** Opening Data for analysis block **
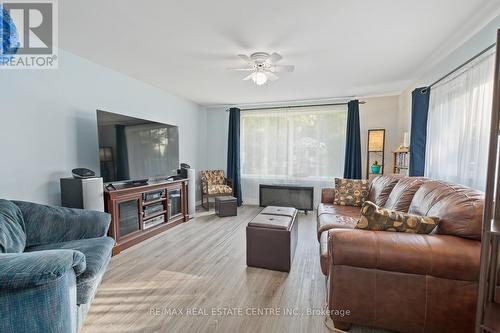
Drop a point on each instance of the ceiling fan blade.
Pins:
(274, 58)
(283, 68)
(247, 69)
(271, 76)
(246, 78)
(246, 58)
** Closing Data for analysis block **
To do: Leaving the pictures aside, give back all the records exactly as they are.

Reply:
Drop a point on each instance of the ceiling fan blade.
Pins:
(274, 58)
(283, 68)
(247, 69)
(271, 76)
(246, 78)
(246, 58)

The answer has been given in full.